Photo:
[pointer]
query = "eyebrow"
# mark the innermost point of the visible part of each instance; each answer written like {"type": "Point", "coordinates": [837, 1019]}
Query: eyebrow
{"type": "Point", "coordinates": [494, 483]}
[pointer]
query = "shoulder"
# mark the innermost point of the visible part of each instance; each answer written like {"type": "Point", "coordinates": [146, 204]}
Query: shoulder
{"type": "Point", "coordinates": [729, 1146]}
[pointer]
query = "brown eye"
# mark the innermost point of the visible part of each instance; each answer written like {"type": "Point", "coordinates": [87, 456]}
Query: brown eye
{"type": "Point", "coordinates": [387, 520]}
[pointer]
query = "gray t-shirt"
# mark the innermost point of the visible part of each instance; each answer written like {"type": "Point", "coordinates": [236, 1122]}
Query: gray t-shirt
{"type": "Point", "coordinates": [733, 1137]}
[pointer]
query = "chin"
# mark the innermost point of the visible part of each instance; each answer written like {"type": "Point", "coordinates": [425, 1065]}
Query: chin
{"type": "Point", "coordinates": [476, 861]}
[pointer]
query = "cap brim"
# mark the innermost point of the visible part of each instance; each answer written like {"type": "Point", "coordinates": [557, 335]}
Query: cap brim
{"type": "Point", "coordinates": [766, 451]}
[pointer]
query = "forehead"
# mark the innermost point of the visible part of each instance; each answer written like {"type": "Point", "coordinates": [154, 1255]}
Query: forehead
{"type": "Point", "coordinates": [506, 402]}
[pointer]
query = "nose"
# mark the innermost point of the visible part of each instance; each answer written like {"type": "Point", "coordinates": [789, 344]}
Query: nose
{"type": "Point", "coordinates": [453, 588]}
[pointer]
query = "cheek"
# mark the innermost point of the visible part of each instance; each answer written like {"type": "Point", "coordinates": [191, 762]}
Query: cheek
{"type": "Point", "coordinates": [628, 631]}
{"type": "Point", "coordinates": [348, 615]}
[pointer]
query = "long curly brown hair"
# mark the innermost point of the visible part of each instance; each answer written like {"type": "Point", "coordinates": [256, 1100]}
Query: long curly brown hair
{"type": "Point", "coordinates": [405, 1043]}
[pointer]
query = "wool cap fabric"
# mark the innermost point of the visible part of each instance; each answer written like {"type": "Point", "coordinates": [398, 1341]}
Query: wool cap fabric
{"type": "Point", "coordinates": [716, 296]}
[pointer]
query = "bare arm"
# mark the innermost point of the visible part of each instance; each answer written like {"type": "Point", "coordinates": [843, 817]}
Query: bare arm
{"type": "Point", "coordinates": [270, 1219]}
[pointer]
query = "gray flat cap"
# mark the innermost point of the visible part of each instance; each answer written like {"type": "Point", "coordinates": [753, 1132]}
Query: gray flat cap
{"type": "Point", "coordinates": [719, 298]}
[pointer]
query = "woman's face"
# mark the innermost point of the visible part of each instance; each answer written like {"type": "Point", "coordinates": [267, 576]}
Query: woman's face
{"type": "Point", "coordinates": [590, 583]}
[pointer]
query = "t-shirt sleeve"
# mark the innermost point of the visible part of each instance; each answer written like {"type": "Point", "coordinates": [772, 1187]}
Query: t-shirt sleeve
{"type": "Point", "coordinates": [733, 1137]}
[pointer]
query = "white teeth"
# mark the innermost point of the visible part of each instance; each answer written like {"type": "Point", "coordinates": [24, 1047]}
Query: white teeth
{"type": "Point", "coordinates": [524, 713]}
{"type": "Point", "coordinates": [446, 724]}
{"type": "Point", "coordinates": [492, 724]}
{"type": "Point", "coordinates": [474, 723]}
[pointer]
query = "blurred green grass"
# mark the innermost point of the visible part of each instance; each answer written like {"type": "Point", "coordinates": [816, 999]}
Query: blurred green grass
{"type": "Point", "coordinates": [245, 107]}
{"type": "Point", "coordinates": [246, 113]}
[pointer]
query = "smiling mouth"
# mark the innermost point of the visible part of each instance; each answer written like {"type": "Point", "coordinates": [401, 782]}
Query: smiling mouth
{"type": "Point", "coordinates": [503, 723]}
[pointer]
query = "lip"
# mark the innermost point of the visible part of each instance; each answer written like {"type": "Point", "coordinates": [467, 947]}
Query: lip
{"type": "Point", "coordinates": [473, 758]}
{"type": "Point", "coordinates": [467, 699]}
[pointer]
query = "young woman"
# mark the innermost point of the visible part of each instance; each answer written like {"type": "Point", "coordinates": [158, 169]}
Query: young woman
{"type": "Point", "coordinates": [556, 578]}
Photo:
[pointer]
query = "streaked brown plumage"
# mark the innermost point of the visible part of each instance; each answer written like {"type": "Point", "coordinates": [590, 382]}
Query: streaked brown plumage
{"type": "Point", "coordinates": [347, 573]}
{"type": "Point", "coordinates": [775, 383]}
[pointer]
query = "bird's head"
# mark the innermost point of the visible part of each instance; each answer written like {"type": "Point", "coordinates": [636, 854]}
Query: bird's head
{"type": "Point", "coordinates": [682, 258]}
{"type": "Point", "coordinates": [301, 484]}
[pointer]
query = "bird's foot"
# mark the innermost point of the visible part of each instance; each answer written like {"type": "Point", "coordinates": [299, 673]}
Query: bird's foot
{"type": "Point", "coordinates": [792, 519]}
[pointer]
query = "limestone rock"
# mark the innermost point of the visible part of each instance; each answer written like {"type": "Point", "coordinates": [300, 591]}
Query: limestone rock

══════════════════════════════

WHAT YOU NEED TO DO.
Write out the listing once more, matching it exactly.

WRITTEN RESPONSE.
Photo:
[pointer]
query = "eyebrow"
# mark the innermost point of the visible part of each instance; each answer written like {"type": "Point", "coordinates": [837, 1019]}
Query: eyebrow
{"type": "Point", "coordinates": [494, 483]}
[pointer]
query = "shoulder"
# mark the innermost point of the visible part of each instance; each answer written like {"type": "Point", "coordinates": [146, 204]}
Query: shoulder
{"type": "Point", "coordinates": [729, 1146]}
[pointer]
query = "brown eye"
# mark the innermost point of the visible part of each instance; each answer written like {"type": "Point", "coordinates": [87, 456]}
Query: brown eye
{"type": "Point", "coordinates": [387, 520]}
[pointer]
query = "gray t-shirt"
# mark the innermost point of the visible part of each instance; each answer written like {"type": "Point", "coordinates": [236, 1122]}
Query: gray t-shirt
{"type": "Point", "coordinates": [733, 1137]}
[pointer]
query = "chin"
# mark the innermost point of the visible part of each instance; each answer written like {"type": "Point", "coordinates": [425, 1065]}
Query: chin
{"type": "Point", "coordinates": [476, 861]}
[pointer]
query = "cap brim"
# mark the innermost point of the visible part of each instance; each answer written like {"type": "Point", "coordinates": [557, 335]}
Query: cap brim
{"type": "Point", "coordinates": [766, 451]}
[pointer]
query = "forehead"
# mark the innermost point of the visible part of each instance; each answer written like {"type": "Point", "coordinates": [154, 1255]}
Query: forehead
{"type": "Point", "coordinates": [506, 402]}
[pointer]
query = "nose"
# mark the innermost point of the visible part of each instance; each answer written like {"type": "Point", "coordinates": [789, 344]}
Query: nose
{"type": "Point", "coordinates": [453, 588]}
[pointer]
query = "cheek"
# mark the innermost point of the visible part of each instance; each answer written like {"type": "Point", "coordinates": [191, 762]}
Query: cheek
{"type": "Point", "coordinates": [628, 631]}
{"type": "Point", "coordinates": [348, 615]}
[pointer]
query = "long curly brown hair"
# mark the innermost point of the visible part of each instance; each answer written like {"type": "Point", "coordinates": [256, 1100]}
Query: long curly brown hair
{"type": "Point", "coordinates": [405, 1043]}
[pointer]
query = "wool cap fabric"
# mark the innermost point of the visible part of each instance; each answer written like {"type": "Point", "coordinates": [398, 1341]}
Query: wool cap fabric
{"type": "Point", "coordinates": [716, 296]}
[pointer]
query = "bare arm"
# mark the innermost point of the visible part of each instance; each answer written like {"type": "Point", "coordinates": [843, 817]}
Query: bare arm
{"type": "Point", "coordinates": [270, 1219]}
[pointer]
query = "gray flat cap"
# mark the innermost point of the visible part of each instance; each answer written like {"type": "Point", "coordinates": [753, 1132]}
Query: gray flat cap
{"type": "Point", "coordinates": [719, 298]}
[pointer]
query = "woman's face"
# mark the innermost point of the visible part of each instance; each answer written like {"type": "Point", "coordinates": [267, 576]}
Query: woman's face
{"type": "Point", "coordinates": [590, 583]}
[pointer]
query = "t-shirt sleeve"
# mark the innermost point of the visible part of each instance; each answer written like {"type": "Point", "coordinates": [772, 1187]}
Query: t-shirt sleeve
{"type": "Point", "coordinates": [733, 1137]}
[pointer]
query = "white teeth"
# mark the innermost point of the visible part of each instance; each answer written like {"type": "Point", "coordinates": [24, 1047]}
Query: white teeth
{"type": "Point", "coordinates": [524, 713]}
{"type": "Point", "coordinates": [446, 724]}
{"type": "Point", "coordinates": [492, 724]}
{"type": "Point", "coordinates": [474, 723]}
[pointer]
query = "blurred green grass"
# mark the innermost point of the visible part of each instance; each answer written like {"type": "Point", "coordinates": [816, 999]}
Query: blurred green grass
{"type": "Point", "coordinates": [245, 107]}
{"type": "Point", "coordinates": [246, 113]}
[pointer]
query = "smiling mouth"
# mark the innermost point of the visible part of each instance; each answer written like {"type": "Point", "coordinates": [401, 782]}
Query: smiling mouth
{"type": "Point", "coordinates": [503, 723]}
[pointer]
query = "lip"
# mark the innermost point of the visible part of each instance; each answer written like {"type": "Point", "coordinates": [467, 947]}
Query: lip
{"type": "Point", "coordinates": [473, 758]}
{"type": "Point", "coordinates": [467, 699]}
[pointer]
query = "young woman"
# mark the innermost point of the visible part of each instance; each answer written like {"type": "Point", "coordinates": [158, 169]}
Query: young woman
{"type": "Point", "coordinates": [556, 578]}
Photo:
[pointer]
query = "streaked brown plumage"
# mark the innermost point of the visible part of each instance; each answer written like {"type": "Point", "coordinates": [590, 382]}
Query: streaked brown plumage
{"type": "Point", "coordinates": [347, 573]}
{"type": "Point", "coordinates": [775, 383]}
[pointer]
query = "bird's head"
# mark the innermost point of the visible part of each instance; each answer written like {"type": "Point", "coordinates": [636, 854]}
Query: bird's head
{"type": "Point", "coordinates": [682, 258]}
{"type": "Point", "coordinates": [301, 484]}
[pointer]
query = "bird's foot"
# mark the innermost point of the visible part of each instance; each answer written like {"type": "Point", "coordinates": [299, 673]}
Query: bird's foot
{"type": "Point", "coordinates": [792, 519]}
[pointer]
query = "limestone rock"
# mark the innermost point of the visible part of each instance; each answer written like {"type": "Point", "coordinates": [300, 591]}
Query: limestone rock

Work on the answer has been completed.